● TASK DETAILS: Filter the data below for the string "rear" and copy each matching line.

[Dataset entries]

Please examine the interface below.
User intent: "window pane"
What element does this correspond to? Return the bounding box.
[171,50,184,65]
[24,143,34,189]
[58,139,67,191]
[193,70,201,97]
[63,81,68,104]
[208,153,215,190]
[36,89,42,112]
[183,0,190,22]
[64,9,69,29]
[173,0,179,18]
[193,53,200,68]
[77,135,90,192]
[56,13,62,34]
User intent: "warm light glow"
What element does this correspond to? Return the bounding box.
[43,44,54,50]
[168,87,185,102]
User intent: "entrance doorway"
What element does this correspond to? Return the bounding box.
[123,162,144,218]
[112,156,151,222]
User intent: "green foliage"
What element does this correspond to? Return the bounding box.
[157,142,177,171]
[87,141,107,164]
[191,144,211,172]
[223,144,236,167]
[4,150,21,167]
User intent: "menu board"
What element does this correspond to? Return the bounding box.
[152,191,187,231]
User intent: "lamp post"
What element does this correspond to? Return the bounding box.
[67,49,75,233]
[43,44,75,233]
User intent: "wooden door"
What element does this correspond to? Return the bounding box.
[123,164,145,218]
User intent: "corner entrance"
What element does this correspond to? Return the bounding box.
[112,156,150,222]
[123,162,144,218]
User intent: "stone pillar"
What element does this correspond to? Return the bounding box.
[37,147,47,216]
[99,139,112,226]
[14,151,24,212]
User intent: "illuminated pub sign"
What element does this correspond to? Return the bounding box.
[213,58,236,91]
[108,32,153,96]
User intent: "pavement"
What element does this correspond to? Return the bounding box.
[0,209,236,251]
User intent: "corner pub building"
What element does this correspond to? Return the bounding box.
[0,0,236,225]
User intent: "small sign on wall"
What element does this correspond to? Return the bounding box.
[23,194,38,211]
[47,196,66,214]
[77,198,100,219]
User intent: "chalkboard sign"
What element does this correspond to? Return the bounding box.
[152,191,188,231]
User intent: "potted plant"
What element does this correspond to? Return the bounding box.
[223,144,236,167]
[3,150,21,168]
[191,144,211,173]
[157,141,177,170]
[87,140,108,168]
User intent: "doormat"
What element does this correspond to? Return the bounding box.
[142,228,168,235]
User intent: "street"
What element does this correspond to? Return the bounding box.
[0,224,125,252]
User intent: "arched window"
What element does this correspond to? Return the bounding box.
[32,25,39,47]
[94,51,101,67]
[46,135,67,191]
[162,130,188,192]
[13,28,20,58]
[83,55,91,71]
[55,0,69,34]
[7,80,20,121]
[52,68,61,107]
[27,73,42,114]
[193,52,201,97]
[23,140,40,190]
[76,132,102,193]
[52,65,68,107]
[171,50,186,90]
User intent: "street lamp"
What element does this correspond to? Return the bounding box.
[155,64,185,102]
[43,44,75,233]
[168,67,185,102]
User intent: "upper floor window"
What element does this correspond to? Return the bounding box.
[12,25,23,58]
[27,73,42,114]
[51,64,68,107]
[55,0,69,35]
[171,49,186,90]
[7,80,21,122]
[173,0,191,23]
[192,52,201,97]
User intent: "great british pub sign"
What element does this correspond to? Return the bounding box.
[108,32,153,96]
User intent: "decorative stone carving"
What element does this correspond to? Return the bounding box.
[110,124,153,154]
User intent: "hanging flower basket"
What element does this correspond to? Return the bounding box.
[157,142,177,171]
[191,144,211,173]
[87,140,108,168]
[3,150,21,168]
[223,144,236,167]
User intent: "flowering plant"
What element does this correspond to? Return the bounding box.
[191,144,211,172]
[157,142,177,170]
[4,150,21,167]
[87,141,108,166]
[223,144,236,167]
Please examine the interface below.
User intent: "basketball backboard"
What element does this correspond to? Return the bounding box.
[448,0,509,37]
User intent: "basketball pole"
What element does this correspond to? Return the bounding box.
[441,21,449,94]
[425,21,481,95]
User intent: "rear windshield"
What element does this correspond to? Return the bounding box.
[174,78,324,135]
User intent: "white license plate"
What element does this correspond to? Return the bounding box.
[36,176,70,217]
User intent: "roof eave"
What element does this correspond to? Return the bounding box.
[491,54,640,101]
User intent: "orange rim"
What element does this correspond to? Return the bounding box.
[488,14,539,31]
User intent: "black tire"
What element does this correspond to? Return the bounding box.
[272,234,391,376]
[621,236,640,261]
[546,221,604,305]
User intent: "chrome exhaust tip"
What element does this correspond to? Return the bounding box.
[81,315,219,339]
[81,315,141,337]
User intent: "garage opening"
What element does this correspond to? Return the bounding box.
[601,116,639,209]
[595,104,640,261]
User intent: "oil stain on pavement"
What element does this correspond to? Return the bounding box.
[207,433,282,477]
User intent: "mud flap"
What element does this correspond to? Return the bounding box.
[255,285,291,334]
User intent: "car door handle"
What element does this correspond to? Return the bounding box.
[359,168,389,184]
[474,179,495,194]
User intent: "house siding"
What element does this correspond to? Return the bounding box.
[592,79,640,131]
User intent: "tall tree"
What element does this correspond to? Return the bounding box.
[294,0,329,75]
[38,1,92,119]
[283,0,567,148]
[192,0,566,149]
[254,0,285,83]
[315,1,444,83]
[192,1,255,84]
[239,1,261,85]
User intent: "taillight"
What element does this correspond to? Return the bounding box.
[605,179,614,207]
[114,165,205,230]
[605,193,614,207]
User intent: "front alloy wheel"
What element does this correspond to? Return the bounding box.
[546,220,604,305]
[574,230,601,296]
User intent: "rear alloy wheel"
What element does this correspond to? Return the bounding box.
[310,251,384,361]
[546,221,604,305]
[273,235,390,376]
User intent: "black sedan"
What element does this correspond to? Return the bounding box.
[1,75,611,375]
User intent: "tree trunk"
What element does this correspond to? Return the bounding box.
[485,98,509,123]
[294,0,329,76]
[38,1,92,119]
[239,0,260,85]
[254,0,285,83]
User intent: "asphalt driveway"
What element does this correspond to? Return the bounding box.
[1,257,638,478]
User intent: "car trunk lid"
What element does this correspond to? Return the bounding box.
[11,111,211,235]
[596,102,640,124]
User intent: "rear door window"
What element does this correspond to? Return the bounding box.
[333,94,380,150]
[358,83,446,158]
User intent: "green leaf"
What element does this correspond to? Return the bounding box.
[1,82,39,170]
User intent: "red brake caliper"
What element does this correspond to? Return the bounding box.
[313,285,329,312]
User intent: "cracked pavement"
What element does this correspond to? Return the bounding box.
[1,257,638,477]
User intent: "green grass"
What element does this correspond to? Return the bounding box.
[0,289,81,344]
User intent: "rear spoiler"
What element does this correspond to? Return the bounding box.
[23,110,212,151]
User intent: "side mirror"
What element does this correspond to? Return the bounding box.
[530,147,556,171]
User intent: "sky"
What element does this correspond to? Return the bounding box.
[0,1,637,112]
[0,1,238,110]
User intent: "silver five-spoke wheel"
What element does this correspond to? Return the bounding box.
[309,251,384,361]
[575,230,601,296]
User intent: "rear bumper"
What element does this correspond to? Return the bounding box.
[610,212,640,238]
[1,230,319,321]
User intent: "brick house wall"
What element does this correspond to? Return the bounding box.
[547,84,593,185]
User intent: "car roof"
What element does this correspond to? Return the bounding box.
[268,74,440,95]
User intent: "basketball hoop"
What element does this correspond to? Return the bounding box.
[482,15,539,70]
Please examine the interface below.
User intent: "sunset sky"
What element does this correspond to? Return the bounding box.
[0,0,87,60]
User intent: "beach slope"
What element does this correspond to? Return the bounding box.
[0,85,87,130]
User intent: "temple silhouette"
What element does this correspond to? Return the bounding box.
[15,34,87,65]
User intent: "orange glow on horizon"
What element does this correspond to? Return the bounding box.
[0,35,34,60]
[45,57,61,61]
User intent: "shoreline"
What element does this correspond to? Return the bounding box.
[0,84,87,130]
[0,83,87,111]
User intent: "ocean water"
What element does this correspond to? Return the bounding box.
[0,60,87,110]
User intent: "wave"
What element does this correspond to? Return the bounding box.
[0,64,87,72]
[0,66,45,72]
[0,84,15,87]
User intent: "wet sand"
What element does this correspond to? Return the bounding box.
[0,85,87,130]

● SOLUTION FOR THIS PROBLEM:
User intent: "rear windshield"
User intent: "rear alloy wheel"
User intent: "rear door window"
User intent: "rear spoiler"
User intent: "rear bumper"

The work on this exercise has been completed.